_RECORDS TO PROCESS_
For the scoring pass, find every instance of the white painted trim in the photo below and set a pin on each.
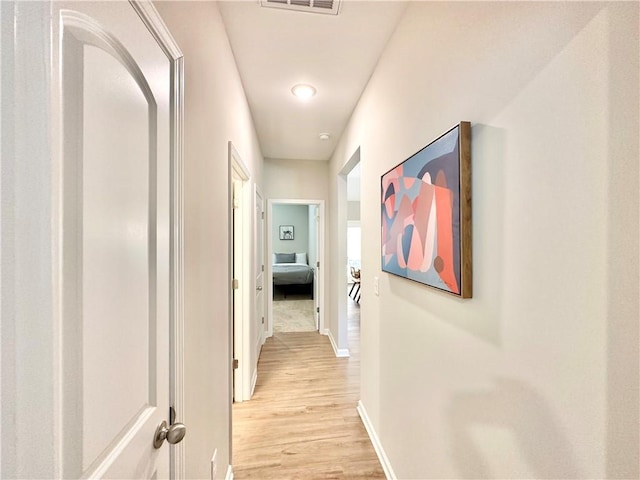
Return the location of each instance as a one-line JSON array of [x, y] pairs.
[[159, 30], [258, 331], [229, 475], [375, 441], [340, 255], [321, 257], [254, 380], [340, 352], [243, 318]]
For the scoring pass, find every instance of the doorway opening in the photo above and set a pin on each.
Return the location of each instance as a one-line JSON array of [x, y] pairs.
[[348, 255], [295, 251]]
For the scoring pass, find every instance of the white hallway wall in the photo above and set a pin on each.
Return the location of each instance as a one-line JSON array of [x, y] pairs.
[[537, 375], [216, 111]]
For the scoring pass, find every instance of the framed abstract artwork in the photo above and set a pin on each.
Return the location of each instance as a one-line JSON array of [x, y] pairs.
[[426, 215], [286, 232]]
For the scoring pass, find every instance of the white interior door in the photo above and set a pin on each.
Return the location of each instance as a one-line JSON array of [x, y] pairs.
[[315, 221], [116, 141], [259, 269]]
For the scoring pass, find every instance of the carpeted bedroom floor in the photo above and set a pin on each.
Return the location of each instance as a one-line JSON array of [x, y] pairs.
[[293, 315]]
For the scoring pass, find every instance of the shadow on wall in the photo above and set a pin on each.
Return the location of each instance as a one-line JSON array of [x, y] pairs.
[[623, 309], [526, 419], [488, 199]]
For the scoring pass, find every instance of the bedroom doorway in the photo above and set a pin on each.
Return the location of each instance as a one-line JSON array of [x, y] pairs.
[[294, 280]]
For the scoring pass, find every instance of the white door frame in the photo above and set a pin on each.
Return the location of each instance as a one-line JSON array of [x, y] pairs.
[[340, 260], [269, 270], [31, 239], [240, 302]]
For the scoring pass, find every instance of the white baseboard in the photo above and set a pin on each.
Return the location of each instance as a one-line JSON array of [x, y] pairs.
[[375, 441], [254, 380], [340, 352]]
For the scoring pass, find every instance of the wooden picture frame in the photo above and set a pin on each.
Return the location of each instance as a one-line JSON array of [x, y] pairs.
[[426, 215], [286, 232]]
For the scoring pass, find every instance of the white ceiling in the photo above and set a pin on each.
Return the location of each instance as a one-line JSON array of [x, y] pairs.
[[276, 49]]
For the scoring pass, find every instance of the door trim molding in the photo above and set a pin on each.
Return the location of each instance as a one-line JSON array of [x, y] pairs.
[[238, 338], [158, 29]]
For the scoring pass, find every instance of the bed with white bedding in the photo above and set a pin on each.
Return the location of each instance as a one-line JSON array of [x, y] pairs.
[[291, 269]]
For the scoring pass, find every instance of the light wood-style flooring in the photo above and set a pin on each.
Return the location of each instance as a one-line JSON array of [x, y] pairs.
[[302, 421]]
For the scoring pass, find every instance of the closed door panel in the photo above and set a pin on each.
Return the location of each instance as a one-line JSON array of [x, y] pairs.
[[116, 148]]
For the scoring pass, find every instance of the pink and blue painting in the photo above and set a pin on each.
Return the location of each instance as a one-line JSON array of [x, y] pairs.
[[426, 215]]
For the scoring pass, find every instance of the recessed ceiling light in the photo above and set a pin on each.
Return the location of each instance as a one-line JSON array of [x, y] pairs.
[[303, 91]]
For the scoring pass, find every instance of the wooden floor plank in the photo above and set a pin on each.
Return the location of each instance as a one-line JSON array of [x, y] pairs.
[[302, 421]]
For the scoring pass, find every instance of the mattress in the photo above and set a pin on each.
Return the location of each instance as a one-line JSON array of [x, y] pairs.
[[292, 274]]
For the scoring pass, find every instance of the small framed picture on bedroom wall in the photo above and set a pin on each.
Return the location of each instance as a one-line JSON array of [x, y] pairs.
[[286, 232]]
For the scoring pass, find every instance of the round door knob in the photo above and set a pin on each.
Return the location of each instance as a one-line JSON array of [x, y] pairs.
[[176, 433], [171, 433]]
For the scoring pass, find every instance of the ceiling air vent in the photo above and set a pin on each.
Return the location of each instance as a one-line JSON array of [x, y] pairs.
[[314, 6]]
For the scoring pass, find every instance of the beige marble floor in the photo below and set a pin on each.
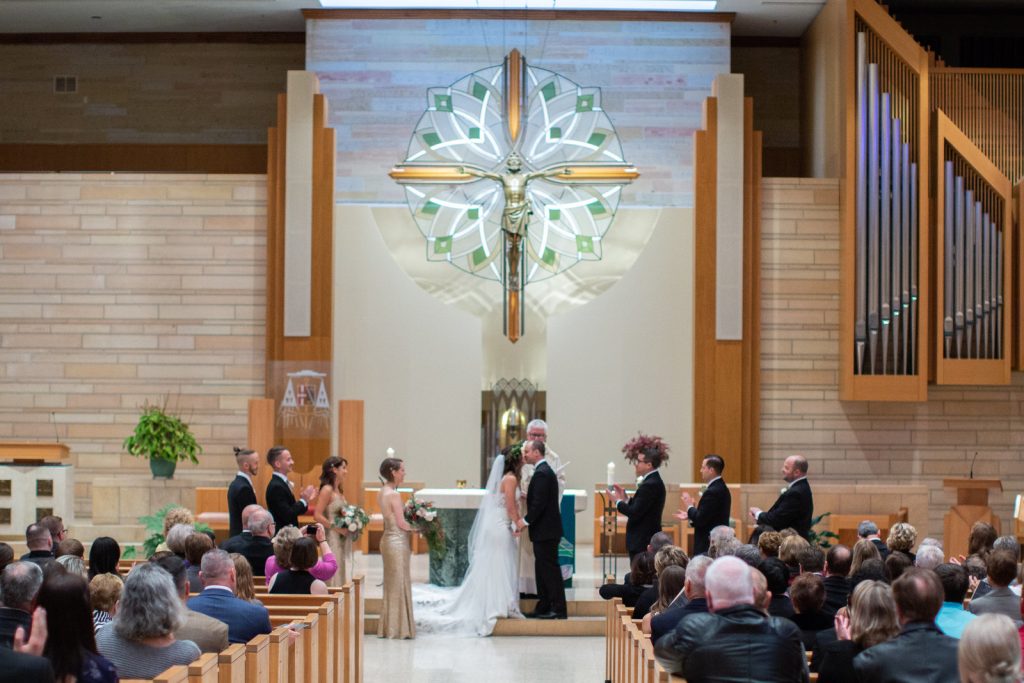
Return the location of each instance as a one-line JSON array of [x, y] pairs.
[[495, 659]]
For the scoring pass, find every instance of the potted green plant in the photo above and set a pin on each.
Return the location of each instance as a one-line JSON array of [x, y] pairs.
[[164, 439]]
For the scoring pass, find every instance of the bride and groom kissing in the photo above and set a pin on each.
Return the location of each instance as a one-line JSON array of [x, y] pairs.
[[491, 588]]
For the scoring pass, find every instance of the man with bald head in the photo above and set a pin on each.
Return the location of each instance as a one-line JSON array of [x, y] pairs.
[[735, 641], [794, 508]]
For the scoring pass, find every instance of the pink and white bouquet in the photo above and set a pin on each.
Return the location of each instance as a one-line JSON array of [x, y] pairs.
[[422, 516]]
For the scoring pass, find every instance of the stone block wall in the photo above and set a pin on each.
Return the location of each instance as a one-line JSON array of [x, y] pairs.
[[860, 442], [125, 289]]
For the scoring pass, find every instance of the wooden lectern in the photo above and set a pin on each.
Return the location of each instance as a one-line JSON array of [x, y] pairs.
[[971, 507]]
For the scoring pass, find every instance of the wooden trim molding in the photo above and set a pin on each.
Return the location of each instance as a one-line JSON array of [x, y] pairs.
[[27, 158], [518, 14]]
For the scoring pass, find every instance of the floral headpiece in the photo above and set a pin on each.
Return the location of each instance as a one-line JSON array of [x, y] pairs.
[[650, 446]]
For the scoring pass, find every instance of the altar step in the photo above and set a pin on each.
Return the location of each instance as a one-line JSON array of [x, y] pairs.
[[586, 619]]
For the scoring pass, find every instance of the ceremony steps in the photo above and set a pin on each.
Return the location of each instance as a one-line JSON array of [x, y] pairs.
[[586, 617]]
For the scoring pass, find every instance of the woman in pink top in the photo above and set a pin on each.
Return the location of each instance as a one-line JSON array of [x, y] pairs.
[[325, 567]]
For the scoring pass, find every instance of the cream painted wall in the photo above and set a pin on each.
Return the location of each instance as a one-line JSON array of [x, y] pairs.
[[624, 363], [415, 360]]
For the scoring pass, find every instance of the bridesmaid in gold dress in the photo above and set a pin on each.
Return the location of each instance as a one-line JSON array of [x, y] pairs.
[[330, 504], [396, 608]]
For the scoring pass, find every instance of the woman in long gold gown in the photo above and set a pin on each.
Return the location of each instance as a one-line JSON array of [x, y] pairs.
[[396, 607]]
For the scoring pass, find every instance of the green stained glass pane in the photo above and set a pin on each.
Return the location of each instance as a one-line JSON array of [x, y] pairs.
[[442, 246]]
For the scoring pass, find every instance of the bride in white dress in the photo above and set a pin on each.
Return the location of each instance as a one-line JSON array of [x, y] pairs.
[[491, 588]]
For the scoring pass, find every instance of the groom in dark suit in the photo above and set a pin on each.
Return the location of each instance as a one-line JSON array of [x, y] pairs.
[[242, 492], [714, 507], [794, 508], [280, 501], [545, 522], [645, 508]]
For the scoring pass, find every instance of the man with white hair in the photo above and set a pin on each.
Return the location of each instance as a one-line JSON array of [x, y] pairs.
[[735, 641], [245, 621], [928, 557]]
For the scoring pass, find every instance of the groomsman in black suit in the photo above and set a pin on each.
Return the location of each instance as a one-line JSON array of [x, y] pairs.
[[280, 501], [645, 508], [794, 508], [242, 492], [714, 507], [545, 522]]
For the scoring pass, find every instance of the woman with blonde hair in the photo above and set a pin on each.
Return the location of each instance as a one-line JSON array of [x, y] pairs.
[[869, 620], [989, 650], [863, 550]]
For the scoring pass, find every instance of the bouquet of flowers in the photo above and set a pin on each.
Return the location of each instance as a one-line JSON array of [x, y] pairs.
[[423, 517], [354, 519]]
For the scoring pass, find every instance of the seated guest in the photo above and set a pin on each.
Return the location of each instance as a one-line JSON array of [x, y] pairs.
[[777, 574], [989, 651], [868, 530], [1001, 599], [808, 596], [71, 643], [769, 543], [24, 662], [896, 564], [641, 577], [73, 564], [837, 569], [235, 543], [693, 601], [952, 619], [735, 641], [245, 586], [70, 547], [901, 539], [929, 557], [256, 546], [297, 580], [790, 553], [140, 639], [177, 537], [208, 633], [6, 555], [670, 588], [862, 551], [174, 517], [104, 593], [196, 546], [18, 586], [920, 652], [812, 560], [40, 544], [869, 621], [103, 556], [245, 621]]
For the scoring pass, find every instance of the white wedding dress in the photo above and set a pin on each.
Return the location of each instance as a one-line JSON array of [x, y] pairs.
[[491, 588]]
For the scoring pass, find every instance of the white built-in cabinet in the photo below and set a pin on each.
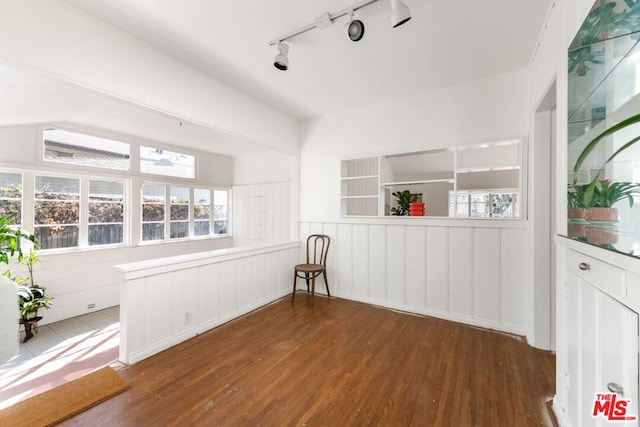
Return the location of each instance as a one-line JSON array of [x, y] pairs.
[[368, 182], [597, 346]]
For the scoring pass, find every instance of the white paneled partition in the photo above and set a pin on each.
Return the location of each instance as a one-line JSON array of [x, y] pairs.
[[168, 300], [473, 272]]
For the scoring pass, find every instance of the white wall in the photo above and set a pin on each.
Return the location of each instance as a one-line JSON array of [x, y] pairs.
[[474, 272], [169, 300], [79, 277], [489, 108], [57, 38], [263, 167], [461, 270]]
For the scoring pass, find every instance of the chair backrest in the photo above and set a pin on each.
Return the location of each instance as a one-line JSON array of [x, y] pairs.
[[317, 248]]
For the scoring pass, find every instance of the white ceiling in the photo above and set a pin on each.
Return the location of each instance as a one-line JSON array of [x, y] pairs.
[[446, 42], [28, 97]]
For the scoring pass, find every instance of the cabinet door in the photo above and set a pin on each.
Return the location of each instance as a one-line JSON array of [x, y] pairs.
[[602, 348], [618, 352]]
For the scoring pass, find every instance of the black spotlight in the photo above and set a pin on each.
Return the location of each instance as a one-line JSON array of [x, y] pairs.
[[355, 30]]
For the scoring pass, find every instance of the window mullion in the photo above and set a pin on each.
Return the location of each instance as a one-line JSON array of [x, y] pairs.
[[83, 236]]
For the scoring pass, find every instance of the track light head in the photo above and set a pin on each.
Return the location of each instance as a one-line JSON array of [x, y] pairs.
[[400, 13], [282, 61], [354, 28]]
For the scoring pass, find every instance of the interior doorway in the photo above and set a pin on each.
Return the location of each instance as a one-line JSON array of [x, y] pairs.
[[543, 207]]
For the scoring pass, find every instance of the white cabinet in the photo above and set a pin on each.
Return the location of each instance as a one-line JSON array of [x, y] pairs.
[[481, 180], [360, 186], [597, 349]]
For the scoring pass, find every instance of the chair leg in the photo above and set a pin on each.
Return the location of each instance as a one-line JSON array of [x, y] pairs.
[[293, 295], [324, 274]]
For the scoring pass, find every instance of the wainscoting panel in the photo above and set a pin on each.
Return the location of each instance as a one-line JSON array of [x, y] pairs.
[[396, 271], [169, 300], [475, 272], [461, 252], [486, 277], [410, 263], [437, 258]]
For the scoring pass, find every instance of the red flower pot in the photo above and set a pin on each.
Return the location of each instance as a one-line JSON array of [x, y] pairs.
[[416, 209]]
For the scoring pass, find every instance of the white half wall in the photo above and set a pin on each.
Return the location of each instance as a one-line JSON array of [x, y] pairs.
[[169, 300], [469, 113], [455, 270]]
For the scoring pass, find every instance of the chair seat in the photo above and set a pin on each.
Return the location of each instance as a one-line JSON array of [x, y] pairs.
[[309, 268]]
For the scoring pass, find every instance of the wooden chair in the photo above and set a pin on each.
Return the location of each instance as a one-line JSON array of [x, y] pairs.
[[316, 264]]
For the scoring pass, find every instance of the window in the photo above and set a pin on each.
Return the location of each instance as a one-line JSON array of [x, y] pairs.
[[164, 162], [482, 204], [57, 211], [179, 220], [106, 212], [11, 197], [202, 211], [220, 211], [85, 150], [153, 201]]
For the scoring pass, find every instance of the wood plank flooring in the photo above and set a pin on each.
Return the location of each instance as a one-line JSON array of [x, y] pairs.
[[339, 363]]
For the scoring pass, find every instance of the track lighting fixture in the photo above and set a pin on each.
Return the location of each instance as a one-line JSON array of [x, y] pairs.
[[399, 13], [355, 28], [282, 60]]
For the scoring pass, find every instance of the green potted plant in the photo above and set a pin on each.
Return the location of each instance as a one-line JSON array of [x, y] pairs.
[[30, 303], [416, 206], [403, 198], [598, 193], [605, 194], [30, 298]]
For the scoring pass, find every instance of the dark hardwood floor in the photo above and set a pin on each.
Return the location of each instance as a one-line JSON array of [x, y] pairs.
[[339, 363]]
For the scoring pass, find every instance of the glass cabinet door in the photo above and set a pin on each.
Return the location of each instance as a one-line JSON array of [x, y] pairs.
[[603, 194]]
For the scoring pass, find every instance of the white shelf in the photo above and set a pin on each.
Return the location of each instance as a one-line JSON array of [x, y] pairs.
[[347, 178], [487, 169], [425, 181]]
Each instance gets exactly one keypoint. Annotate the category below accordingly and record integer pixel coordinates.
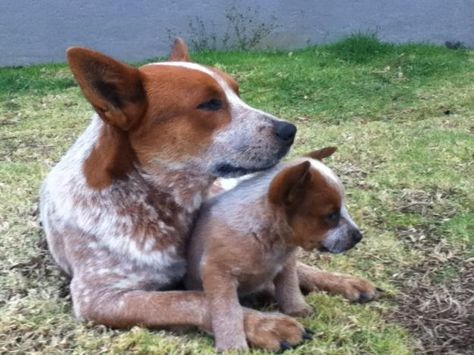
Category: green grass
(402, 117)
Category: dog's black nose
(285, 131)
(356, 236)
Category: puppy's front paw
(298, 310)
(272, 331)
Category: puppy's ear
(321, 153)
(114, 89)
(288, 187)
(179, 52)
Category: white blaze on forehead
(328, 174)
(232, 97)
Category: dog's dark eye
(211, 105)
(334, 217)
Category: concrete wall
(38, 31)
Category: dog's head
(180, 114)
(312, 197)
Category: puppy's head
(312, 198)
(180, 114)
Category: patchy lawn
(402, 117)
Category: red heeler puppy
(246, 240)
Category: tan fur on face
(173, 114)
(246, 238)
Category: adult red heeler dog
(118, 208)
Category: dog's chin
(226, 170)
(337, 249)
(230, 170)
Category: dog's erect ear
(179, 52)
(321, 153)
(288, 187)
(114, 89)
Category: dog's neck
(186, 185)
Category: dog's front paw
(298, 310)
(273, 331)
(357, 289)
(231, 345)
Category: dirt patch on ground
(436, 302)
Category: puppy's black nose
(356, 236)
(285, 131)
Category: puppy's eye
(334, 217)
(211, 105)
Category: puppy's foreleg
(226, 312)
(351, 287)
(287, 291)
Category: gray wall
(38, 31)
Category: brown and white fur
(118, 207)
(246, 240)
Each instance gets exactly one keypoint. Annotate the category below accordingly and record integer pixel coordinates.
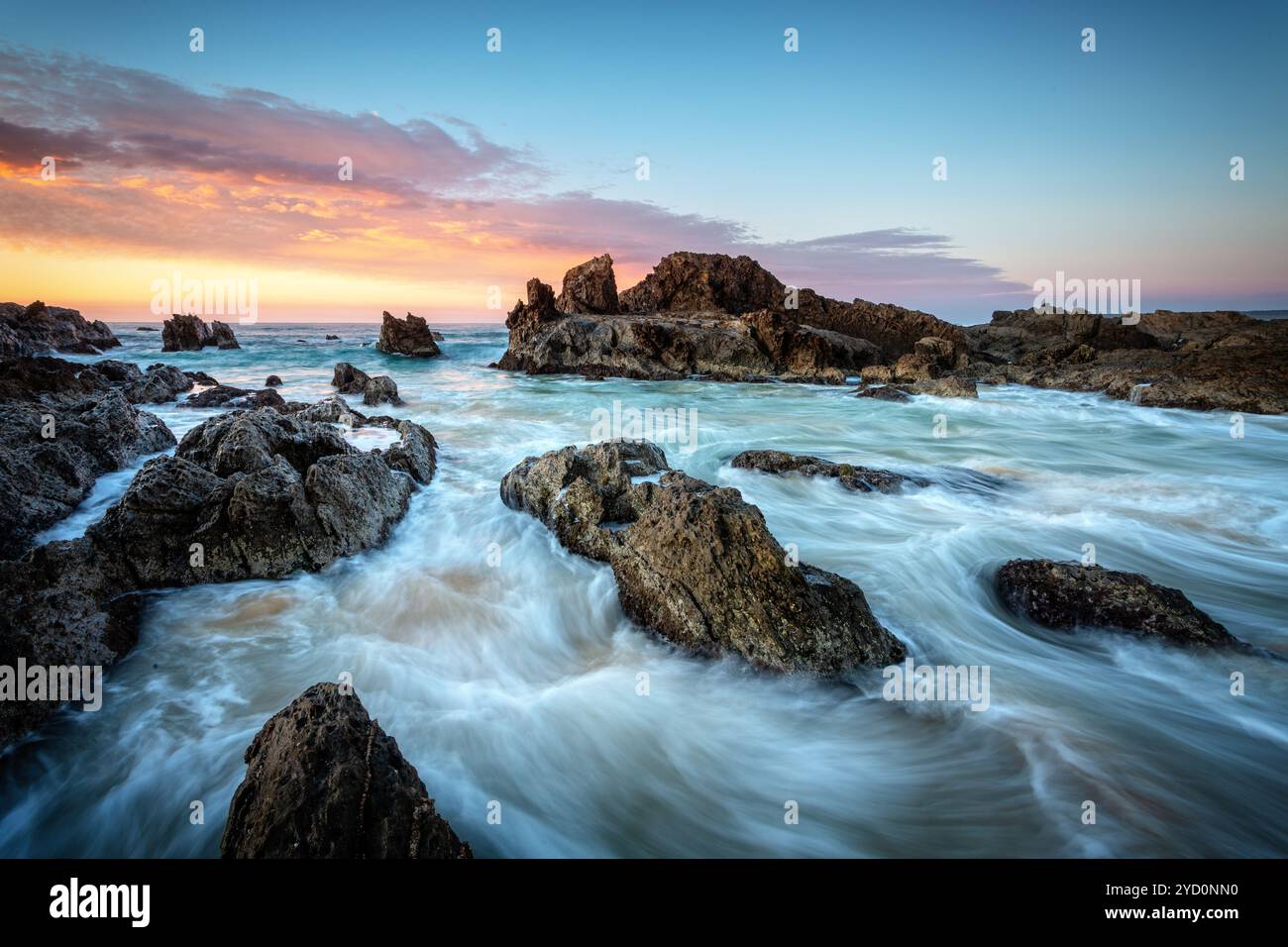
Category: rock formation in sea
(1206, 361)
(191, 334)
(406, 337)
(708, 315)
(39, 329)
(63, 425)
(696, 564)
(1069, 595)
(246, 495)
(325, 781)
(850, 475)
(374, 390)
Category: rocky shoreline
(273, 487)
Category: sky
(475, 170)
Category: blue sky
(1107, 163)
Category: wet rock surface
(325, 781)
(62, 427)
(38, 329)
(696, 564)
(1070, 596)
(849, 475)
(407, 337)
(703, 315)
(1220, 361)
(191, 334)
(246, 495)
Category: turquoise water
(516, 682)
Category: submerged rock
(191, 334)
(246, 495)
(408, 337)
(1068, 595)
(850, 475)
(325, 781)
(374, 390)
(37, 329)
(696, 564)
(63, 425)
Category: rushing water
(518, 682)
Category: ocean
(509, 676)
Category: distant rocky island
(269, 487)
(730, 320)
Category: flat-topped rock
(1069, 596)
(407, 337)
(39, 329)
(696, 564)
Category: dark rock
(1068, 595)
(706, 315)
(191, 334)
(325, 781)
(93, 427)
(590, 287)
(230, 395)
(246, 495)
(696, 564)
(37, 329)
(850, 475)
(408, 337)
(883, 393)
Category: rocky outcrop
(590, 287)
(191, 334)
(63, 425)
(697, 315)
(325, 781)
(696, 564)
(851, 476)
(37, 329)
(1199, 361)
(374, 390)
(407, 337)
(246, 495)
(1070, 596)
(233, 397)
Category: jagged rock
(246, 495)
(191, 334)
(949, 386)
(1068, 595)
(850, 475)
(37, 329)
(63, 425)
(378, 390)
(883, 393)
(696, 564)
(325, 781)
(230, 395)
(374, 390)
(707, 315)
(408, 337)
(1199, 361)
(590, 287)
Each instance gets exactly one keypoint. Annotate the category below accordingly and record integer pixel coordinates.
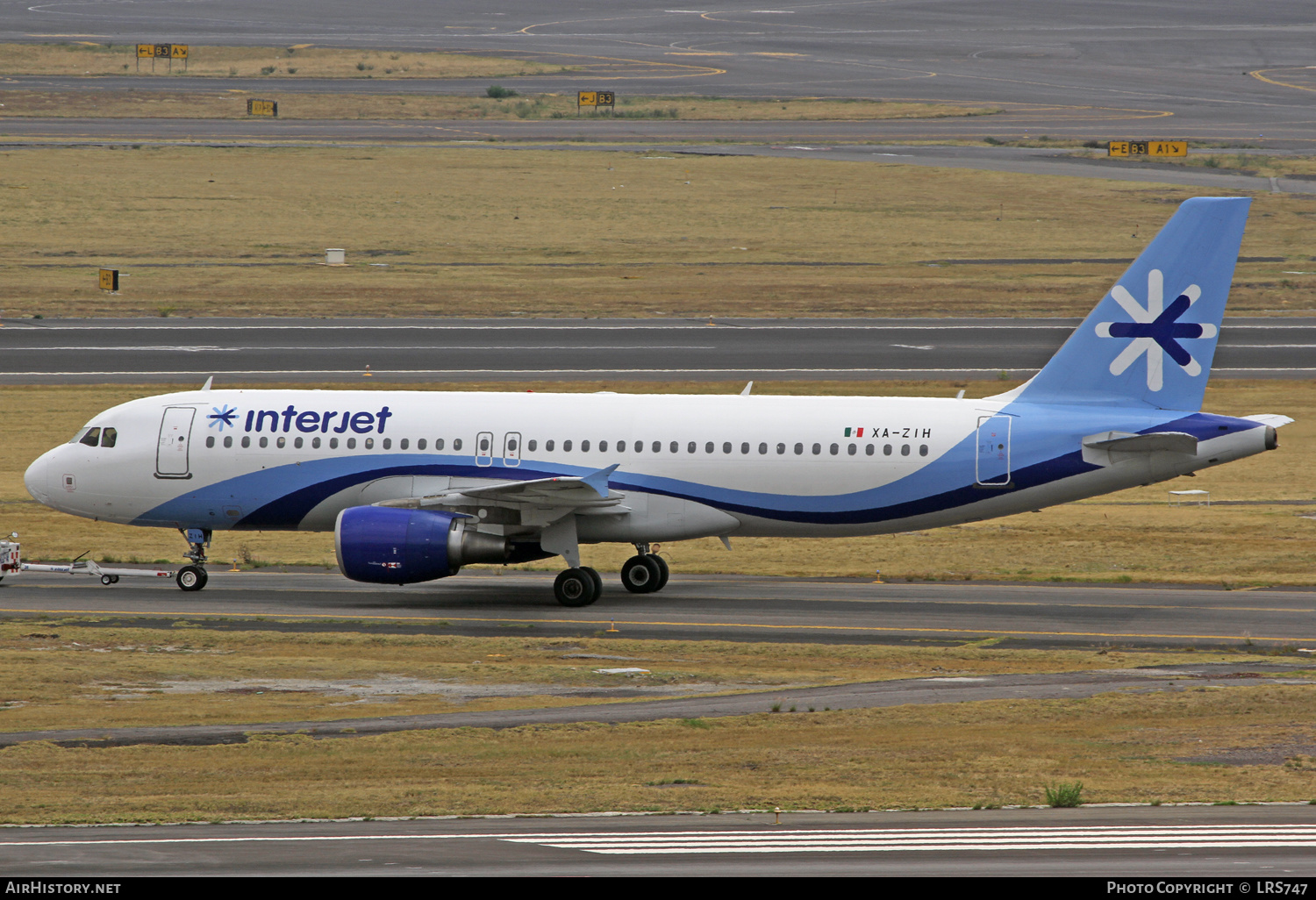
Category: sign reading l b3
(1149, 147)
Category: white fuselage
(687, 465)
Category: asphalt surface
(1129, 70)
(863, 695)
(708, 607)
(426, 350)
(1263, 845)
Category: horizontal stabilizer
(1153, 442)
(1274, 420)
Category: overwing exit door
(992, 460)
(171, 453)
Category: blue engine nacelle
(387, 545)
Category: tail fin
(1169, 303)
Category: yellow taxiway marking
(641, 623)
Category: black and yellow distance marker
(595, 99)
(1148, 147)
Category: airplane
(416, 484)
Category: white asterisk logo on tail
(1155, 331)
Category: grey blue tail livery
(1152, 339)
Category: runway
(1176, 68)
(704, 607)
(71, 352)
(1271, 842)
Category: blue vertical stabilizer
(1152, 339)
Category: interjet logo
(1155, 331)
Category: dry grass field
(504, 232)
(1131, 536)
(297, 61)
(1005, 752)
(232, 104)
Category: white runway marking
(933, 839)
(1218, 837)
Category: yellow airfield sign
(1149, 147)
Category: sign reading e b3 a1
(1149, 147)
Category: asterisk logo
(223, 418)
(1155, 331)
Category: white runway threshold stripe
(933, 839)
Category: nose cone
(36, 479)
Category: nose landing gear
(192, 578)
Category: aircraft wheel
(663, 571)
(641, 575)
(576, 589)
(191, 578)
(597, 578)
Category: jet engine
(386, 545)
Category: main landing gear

_TASK INSTRUCTIONS_
Copy out word for word the lines from the one holding "Category: horizontal stabilizer" through the last line above, including both ends.

_IN RESPONSE_
Category: horizontal stabilizer
(1153, 442)
(1274, 420)
Category: overwing exit door
(992, 460)
(171, 453)
Category: blue engine nacelle
(387, 545)
Category: tail fin
(1169, 303)
Category: yellow taxiway marking
(641, 623)
Category: black and yellow distance marker
(595, 99)
(1148, 147)
Category: airplane
(416, 484)
Category: white asterisk logo on tail
(1155, 331)
Category: grey blue tail livery
(1152, 339)
Category: runway
(1176, 68)
(704, 607)
(71, 352)
(1271, 842)
Category: blue vertical stabilizer
(1152, 339)
Category: interjet logo
(1155, 331)
Category: dry grass field
(504, 232)
(1131, 536)
(297, 61)
(1005, 752)
(232, 104)
Category: white runway marking
(933, 839)
(1218, 837)
Category: yellow airfield sign
(1149, 147)
Category: sign reading e b3 a1
(1149, 147)
Category: asterisk logo
(223, 418)
(1155, 331)
Category: white runway threshold stripe
(933, 839)
Category: nose cone
(36, 479)
Category: nose landing gear
(192, 578)
Category: aircraft wheel
(663, 571)
(641, 575)
(576, 589)
(191, 578)
(597, 578)
Category: jet engine
(386, 545)
Category: main landing gear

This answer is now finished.